Reading text =>
──────

16S rRNA and RNA sequencing

16S rRNA amplicon sequencing (16S-Seq) and RNA-Sequencing (RNA-Seq) data were accessed from publicly available sequence data stored in Sequence Read Archive, study SRP117763 [19]. The data files corresponding to the samples accessed in the current study are given in S1 Table.

16S rRNA libraries were constructed using 20ng of DNA for each sample using primer pairs flanking the V3 and V4 variable regions of the 16S rRNA gene were used (16SF_V3: 5′-TATGGTAATTGGCCTACGGGAGGCAGCAG-3′ and 16SR_V4: 5′-AGTCAGTCAGCCGGACTACHVGGGTWTCTAAT-3′). Using Illumina sequencing adaptors and barcodes, 40 cycles of limited cycle PCR were performed. The Illumina MiSeq platform was used for amplicon sequencing to generate paired-end reads 250bp long.

RNA-sequencing libraries were generated using Illumina TruSeq V2 reagents following ribodepletion using RiboZero Gold. The Illumina HiSeq2000 platform was used to generate paired-end reads 125bp in length.

MinION library preparation

Eleven DNA samples from CRC tissue, corresponding to those used for 16S rRNA sequencing were used for MinION sequencing (see S1 Table). DNA concentration was recorded using a Qubit® 2.0 fluorometer prior to library preparation. A reagent blank (nuclease-free water) was included as a technical control. Size restriction was performed on each of the samples, using 0.45x the volume MagBio High Prep beads. For each sample, 400ng genomic DNA was used, the volume adjusted to 7.5μl with nuclease-free water, and 2.5μl of barcode fragmentation mix was added, as per MinION protocol RBK_9054_v2_revA. The samples were incubated in a thermal cycler at 30°C for 1 minute and 80°C for 1 minute. The barcoded samples were then pooled, and DNA was purified using AMPure XP beads and resuspended in 10 μl of 10 mM Tris-HCl pH 7.5 with 50mM NaCl. Then, 1μl of RAP (Rapid sequencing AdaPtor) were added to the barcoded DNA. The resulting library was loaded onto a single MinION R9.4.1 (106) flow cell and sequenced for 48 hrs.

──────

(Records from a collection)
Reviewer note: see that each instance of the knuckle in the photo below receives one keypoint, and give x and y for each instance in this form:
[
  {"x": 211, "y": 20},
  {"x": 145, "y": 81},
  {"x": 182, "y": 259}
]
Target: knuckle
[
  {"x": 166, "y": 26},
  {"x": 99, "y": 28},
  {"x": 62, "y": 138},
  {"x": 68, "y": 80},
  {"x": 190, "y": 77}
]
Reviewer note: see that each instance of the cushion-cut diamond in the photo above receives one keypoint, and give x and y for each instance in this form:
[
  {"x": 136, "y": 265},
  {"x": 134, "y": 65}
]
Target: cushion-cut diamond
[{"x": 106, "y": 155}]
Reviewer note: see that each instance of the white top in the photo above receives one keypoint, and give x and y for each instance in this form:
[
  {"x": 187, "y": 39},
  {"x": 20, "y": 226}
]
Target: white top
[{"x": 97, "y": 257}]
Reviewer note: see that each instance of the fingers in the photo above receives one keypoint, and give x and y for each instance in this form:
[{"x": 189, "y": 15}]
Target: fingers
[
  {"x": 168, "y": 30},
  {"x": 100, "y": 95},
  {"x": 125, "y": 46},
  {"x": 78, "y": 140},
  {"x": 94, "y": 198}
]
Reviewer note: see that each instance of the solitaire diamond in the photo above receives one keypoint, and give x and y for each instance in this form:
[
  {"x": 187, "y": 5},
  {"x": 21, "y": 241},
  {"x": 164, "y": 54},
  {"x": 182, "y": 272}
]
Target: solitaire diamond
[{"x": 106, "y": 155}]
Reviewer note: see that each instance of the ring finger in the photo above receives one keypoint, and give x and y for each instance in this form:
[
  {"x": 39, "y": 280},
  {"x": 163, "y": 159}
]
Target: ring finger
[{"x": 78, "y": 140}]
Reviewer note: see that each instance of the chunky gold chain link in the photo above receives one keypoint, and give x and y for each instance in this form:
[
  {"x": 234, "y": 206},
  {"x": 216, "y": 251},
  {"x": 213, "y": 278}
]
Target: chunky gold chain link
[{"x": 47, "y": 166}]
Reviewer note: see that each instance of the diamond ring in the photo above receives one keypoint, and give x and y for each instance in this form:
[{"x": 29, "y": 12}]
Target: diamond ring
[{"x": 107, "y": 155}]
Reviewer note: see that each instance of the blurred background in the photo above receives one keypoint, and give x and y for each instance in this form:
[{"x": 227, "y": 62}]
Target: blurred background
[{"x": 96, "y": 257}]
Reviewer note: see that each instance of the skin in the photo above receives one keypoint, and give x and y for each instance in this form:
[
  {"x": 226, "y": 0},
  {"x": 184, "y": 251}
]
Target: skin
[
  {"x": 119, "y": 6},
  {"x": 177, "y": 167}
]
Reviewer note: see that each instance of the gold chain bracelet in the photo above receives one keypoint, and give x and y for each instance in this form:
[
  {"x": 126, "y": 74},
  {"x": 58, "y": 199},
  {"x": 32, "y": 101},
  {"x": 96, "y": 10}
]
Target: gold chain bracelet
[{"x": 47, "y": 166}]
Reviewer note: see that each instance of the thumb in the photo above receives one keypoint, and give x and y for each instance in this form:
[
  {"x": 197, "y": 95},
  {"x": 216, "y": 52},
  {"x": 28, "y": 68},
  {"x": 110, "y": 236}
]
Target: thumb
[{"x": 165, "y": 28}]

──────

Required action =>
From the sequencing methods text, write out the passage from "16S rRNA amplicon" to "in S1 Table.", word for word. Rely on the sequencing methods text alone.

Solution for this problem =>
16S rRNA amplicon sequencing (16S-Seq) and RNA-Sequencing (RNA-Seq) data were accessed from publicly available sequence data stored in Sequence Read Archive, study SRP117763 [19]. The data files corresponding to the samples accessed in the current study are given in S1 Table.